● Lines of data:
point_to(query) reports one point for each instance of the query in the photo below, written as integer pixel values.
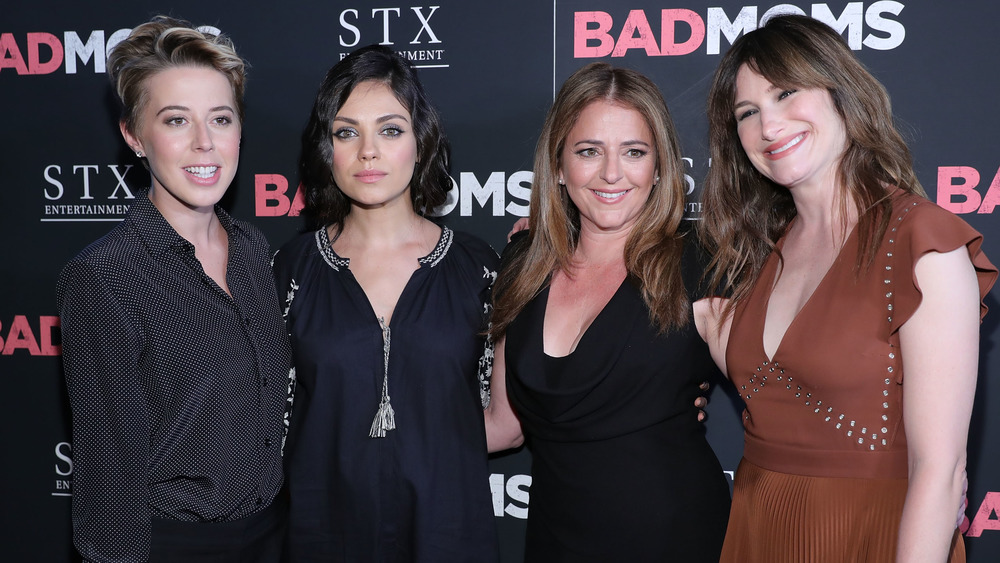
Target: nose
(612, 171)
(770, 125)
(369, 148)
(203, 138)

● Objective: Put the lines above into a JSON list of strings with one string per line. Leave out blank lines and the pictures.

● Written response:
[
  "point_to(query) reports one point for each instance of the query in the photo below, written as integer pixel values.",
  "Target: nose",
  "(612, 171)",
  "(770, 125)",
  "(369, 148)",
  "(203, 138)"
]